== About this exercise ==
Without the pictures, output all of the data exactly.

== Data shown ==
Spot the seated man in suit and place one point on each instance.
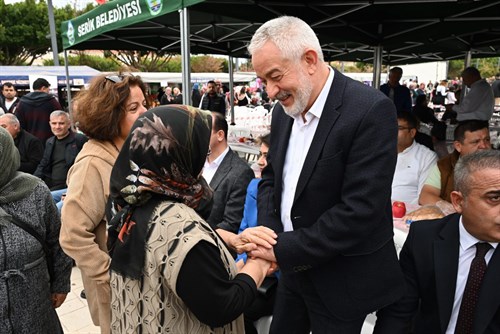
(228, 175)
(59, 155)
(30, 147)
(452, 265)
(469, 137)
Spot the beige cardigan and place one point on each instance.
(162, 310)
(83, 228)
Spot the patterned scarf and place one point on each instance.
(161, 159)
(14, 185)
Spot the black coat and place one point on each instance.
(30, 149)
(73, 147)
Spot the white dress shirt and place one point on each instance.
(210, 168)
(412, 169)
(477, 104)
(298, 145)
(467, 252)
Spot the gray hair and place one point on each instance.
(11, 118)
(57, 113)
(477, 161)
(291, 36)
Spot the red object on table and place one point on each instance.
(398, 209)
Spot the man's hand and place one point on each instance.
(58, 299)
(425, 212)
(263, 253)
(252, 238)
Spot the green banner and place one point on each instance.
(116, 14)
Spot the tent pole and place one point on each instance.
(231, 90)
(377, 66)
(467, 62)
(53, 33)
(68, 87)
(185, 54)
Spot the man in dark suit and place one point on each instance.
(228, 175)
(327, 186)
(30, 147)
(437, 259)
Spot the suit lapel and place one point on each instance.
(284, 124)
(446, 251)
(222, 170)
(489, 295)
(325, 125)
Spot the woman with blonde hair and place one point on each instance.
(105, 112)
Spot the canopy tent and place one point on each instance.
(19, 75)
(408, 31)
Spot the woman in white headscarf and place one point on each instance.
(34, 271)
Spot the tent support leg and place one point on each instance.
(68, 87)
(185, 54)
(377, 66)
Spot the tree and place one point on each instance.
(24, 27)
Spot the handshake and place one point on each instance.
(257, 242)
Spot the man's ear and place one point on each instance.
(311, 59)
(458, 200)
(220, 135)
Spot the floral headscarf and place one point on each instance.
(161, 159)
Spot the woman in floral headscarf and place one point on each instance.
(169, 269)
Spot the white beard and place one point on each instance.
(300, 99)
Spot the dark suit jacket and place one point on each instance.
(73, 147)
(30, 149)
(229, 184)
(341, 212)
(429, 260)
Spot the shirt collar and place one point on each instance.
(317, 108)
(467, 240)
(217, 161)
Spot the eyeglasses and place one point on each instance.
(114, 78)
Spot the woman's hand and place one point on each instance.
(250, 239)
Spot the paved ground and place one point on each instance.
(75, 317)
(73, 313)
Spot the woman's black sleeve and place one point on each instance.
(204, 286)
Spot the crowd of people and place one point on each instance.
(173, 232)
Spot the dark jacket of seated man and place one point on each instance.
(429, 260)
(73, 144)
(30, 149)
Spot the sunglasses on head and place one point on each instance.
(115, 78)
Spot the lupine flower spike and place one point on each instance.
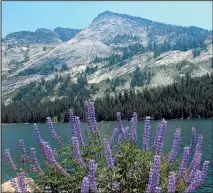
(154, 175)
(92, 178)
(108, 154)
(114, 134)
(146, 134)
(171, 185)
(85, 185)
(134, 122)
(176, 141)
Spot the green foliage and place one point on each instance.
(131, 169)
(190, 97)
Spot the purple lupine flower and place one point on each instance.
(120, 139)
(92, 178)
(14, 185)
(114, 134)
(116, 186)
(9, 159)
(86, 111)
(134, 122)
(184, 162)
(195, 183)
(21, 182)
(154, 174)
(23, 150)
(92, 117)
(50, 156)
(127, 132)
(85, 185)
(193, 140)
(76, 152)
(198, 150)
(195, 167)
(158, 189)
(204, 170)
(146, 134)
(72, 122)
(156, 136)
(160, 140)
(53, 133)
(176, 141)
(37, 133)
(171, 185)
(78, 131)
(108, 154)
(36, 166)
(120, 125)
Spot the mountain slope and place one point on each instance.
(41, 36)
(115, 45)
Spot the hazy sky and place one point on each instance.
(29, 16)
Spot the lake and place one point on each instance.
(12, 133)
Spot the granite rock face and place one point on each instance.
(106, 34)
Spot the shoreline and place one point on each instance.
(109, 121)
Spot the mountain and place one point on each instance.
(41, 36)
(115, 52)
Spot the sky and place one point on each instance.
(31, 15)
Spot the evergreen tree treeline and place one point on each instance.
(191, 97)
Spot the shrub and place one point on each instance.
(100, 164)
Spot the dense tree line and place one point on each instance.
(128, 52)
(191, 97)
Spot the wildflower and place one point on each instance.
(158, 189)
(171, 185)
(53, 133)
(154, 174)
(14, 185)
(108, 154)
(120, 139)
(37, 133)
(35, 164)
(204, 170)
(120, 125)
(86, 111)
(21, 182)
(134, 121)
(76, 152)
(176, 141)
(9, 159)
(85, 185)
(116, 186)
(72, 122)
(92, 117)
(114, 134)
(184, 162)
(78, 131)
(198, 150)
(23, 150)
(195, 183)
(193, 140)
(92, 178)
(50, 156)
(159, 140)
(146, 134)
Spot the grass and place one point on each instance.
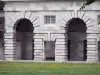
(39, 68)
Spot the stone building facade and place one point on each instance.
(49, 30)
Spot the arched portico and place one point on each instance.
(77, 40)
(24, 39)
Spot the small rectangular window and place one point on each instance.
(49, 19)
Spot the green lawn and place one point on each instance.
(34, 68)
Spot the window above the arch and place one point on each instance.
(51, 19)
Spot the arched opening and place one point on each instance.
(77, 40)
(24, 39)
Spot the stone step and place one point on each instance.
(38, 47)
(61, 43)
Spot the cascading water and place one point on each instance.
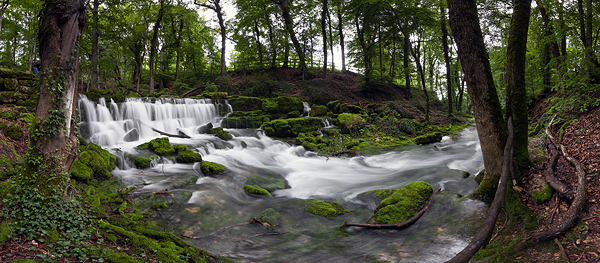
(207, 207)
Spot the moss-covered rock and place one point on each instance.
(188, 156)
(210, 168)
(268, 183)
(429, 138)
(161, 146)
(9, 115)
(351, 123)
(325, 209)
(13, 131)
(291, 127)
(318, 110)
(402, 204)
(255, 190)
(243, 103)
(81, 172)
(100, 161)
(222, 134)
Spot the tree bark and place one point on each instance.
(487, 110)
(446, 58)
(324, 33)
(54, 145)
(95, 49)
(284, 5)
(153, 45)
(516, 90)
(485, 233)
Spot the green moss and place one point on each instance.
(4, 232)
(13, 131)
(291, 127)
(142, 162)
(268, 183)
(318, 110)
(325, 209)
(255, 190)
(161, 146)
(540, 197)
(161, 205)
(351, 123)
(188, 156)
(402, 204)
(429, 138)
(210, 168)
(9, 115)
(80, 171)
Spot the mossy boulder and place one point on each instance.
(243, 103)
(255, 190)
(9, 160)
(268, 183)
(351, 123)
(96, 159)
(291, 127)
(161, 146)
(402, 204)
(13, 131)
(429, 138)
(188, 156)
(210, 168)
(282, 105)
(318, 110)
(9, 115)
(220, 133)
(325, 209)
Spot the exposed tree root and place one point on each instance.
(561, 188)
(254, 220)
(400, 225)
(485, 233)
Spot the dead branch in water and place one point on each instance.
(400, 225)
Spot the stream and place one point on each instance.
(206, 207)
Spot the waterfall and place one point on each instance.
(107, 124)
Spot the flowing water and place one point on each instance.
(208, 206)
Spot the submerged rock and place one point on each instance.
(401, 204)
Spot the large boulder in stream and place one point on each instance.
(398, 205)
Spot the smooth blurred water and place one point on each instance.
(206, 206)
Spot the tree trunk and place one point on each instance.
(54, 148)
(341, 34)
(95, 49)
(284, 5)
(487, 110)
(324, 33)
(446, 58)
(153, 46)
(516, 90)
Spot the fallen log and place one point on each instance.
(400, 225)
(485, 233)
(559, 228)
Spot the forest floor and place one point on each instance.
(581, 138)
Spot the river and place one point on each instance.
(208, 206)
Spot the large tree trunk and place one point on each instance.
(446, 58)
(54, 148)
(153, 45)
(95, 52)
(516, 90)
(491, 128)
(324, 33)
(284, 5)
(341, 34)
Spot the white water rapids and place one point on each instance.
(214, 203)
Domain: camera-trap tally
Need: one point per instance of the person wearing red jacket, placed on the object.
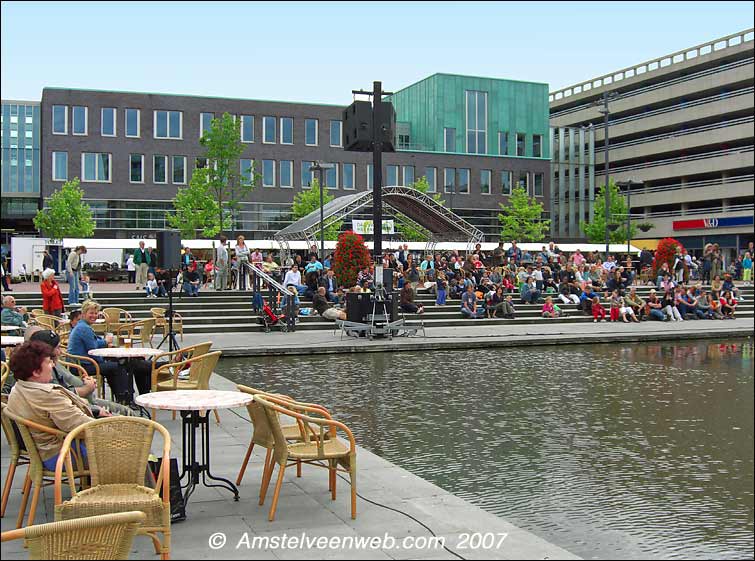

== Response ==
Spot the seated man in suit and place one point on each instance.
(228, 175)
(59, 155)
(30, 147)
(452, 265)
(469, 137)
Spot the beige cardigan and place one point on each instance.
(162, 310)
(83, 228)
Spot the patterned scarf and place one point on each instance.
(161, 159)
(14, 185)
Spot the black coat and place one point on each instance.
(30, 149)
(73, 147)
Spot the white dress shirt and place one point on each instance.
(210, 168)
(412, 169)
(477, 104)
(298, 145)
(467, 252)
Spot the gray hair and place one point on each instance.
(11, 118)
(57, 113)
(477, 161)
(291, 36)
Spot the red object on table and place one point on each instance.
(398, 209)
Spot the man's hand and place one point on each instance.
(58, 299)
(425, 212)
(263, 253)
(252, 238)
Spot the green banner and place one point on each instance.
(116, 14)
Spot the tent pole and place one point on each instance.
(231, 90)
(377, 66)
(467, 62)
(53, 33)
(68, 87)
(185, 54)
Spot the man in dark suit and place one point on each instance.
(228, 175)
(327, 186)
(30, 147)
(437, 259)
Spot the suit lapel and place one point on each instance.
(284, 124)
(446, 251)
(222, 170)
(489, 295)
(325, 125)
Spot the woman with blonde hair and place one point on each instance.
(105, 112)
Spot the canopy tent and place one point on each instance.
(19, 75)
(408, 31)
Spot the woman in white headscarf and place one point on each instance.
(34, 271)
Spot the tent support leg and place one point on each instance.
(68, 87)
(185, 54)
(377, 66)
Spot the tree and place one point on each instance.
(24, 27)
Spot the handshake and place one point on each instance.
(257, 242)
Spot the man's ear and place one point on each instance.
(311, 59)
(458, 200)
(220, 135)
Spot the floral headscarf and place one point on each instance.
(161, 159)
Spot the woman in floral headscarf and place one point on each instance.
(169, 269)
Spot the white beard and place one point on each instance.
(300, 99)
Spot the dark suit jacket and place one point on each instance.
(73, 147)
(30, 149)
(229, 184)
(341, 212)
(429, 260)
Spot the shirt collar and place one point on each instance.
(317, 108)
(467, 240)
(217, 161)
Spot the eyeglasses and place one point on each instance.
(114, 78)
Spot the woman's hand and place one point on each instance.
(250, 239)
Spot the paved ground and place one point on each instance.
(75, 317)
(73, 313)
Spot the woman's black sleeve and place one point on each instance.
(204, 286)
Spot the crowd of people and place one point on each instance.
(173, 232)
Spot the dark jacket of seated man and place one point on each instance.
(429, 260)
(73, 144)
(30, 149)
Spot the sunglasses on head and place one point on each instance.
(115, 78)
Spot the lupine flower spike and place one point on each instance.
(154, 175)
(92, 178)
(108, 154)
(114, 134)
(146, 134)
(171, 185)
(85, 185)
(134, 122)
(176, 141)
Spot the green foliage and place one point on each instance.
(131, 169)
(190, 97)
Spot the purple lupine flower and place one point on each instance.
(120, 139)
(92, 178)
(14, 185)
(114, 134)
(116, 186)
(9, 159)
(86, 111)
(134, 122)
(184, 162)
(195, 183)
(21, 182)
(154, 174)
(23, 150)
(92, 117)
(50, 156)
(127, 132)
(85, 185)
(193, 140)
(76, 152)
(198, 150)
(195, 167)
(158, 189)
(204, 170)
(146, 134)
(72, 122)
(156, 136)
(160, 140)
(53, 133)
(176, 141)
(37, 133)
(171, 185)
(78, 131)
(108, 154)
(36, 166)
(120, 125)
Spot the mountain slope and place one point on each instance.
(41, 36)
(115, 45)
Spot the hazy sky and place one point on each instance.
(29, 16)
Spot the lake and place one point on each instance.
(12, 133)
Spot the granite rock face and place one point on each instance.
(106, 34)
Spot the shoreline and place one point on each instance.
(109, 121)
Spot the mountain and place one point on each instance.
(41, 36)
(115, 52)
Spot the sky and place one point on each instance.
(31, 15)
Spot the evergreen tree treeline and place one point on each instance.
(191, 97)
Spot the shrub and place one point on each instance.
(100, 164)
Spot the dense tree line and place one point on each instance.
(128, 52)
(191, 97)
Spot the wildflower and place one point on each instance.
(158, 189)
(171, 185)
(53, 133)
(154, 174)
(14, 185)
(108, 154)
(120, 139)
(37, 133)
(35, 164)
(204, 170)
(120, 125)
(86, 111)
(21, 182)
(134, 121)
(76, 152)
(176, 141)
(9, 159)
(85, 185)
(116, 186)
(72, 122)
(92, 117)
(114, 134)
(184, 162)
(78, 131)
(198, 150)
(23, 150)
(195, 183)
(193, 140)
(92, 178)
(50, 156)
(159, 140)
(146, 134)
Spot the grass and place one point on each instance.
(39, 68)
Spot the stone building facade and place one point on each instance.
(49, 30)
Spot the arched portico and place one point on each instance.
(77, 40)
(24, 39)
Spot the small rectangular window and place one point on each instance.
(49, 19)
Spot the green lawn and place one point on each instance.
(34, 68)
Spot the window above the arch and place one point on each instance.
(51, 19)
Spot the arched opening and place one point on each instance.
(77, 40)
(24, 39)
Spot the stone step and place one point on each instance.
(38, 47)
(61, 43)
Spot the cascading water and place one point on each instance.
(207, 207)
Spot the moss-covered rock and place one point on each instance.
(188, 156)
(210, 168)
(268, 183)
(429, 138)
(161, 146)
(9, 115)
(351, 123)
(325, 209)
(13, 131)
(291, 127)
(318, 110)
(402, 204)
(255, 190)
(243, 103)
(81, 172)
(100, 161)
(222, 134)
Spot the tree bark and place one point on each instance.
(487, 110)
(446, 58)
(324, 33)
(54, 145)
(95, 49)
(284, 5)
(153, 45)
(516, 90)
(485, 233)
Spot the green moss and place one point on each instance.
(4, 232)
(13, 131)
(291, 127)
(142, 162)
(268, 183)
(318, 110)
(325, 209)
(255, 190)
(161, 146)
(540, 197)
(161, 205)
(351, 123)
(188, 156)
(402, 204)
(429, 138)
(210, 168)
(9, 115)
(80, 171)
Spot the mossy boulder and place one point on each instance.
(243, 103)
(255, 190)
(9, 160)
(268, 183)
(351, 123)
(96, 159)
(291, 127)
(161, 146)
(402, 204)
(13, 131)
(429, 138)
(188, 156)
(210, 168)
(282, 105)
(318, 110)
(9, 115)
(220, 133)
(325, 209)
Spot the exposed tree root and place one point on each instance.
(561, 188)
(254, 220)
(400, 225)
(485, 233)
Spot the dead branch in water and place one point on each instance.
(400, 225)
Spot the stream and place one point on each instance.
(206, 207)
Spot the waterfall and place one point on each instance.
(107, 124)
Spot the flowing water and place one point on each instance.
(208, 206)
Spot the submerged rock and place one point on each instance.
(401, 204)
Spot the large boulder in stream and place one point on each instance.
(398, 205)
Spot the smooth blurred water and place one point on each instance.
(206, 206)
Spot the tree trunk and place one point on each instance.
(54, 148)
(341, 34)
(95, 49)
(284, 5)
(487, 110)
(324, 33)
(446, 58)
(153, 46)
(516, 90)
Spot the fallen log and place one point on each instance.
(400, 225)
(485, 233)
(559, 228)
Spot the forest floor and place one point on each instance.
(581, 138)
Spot the river and place one point on each instance.
(208, 206)
Spot the large tree trunk and place one point on each instance.
(446, 58)
(54, 148)
(153, 45)
(95, 52)
(516, 90)
(491, 128)
(324, 33)
(284, 5)
(341, 34)
Spot the white water rapids and place one point on each instance.
(214, 203)
Domain: camera-trap tally
Need: one point per instance of the person wearing red jacket, placed on the object.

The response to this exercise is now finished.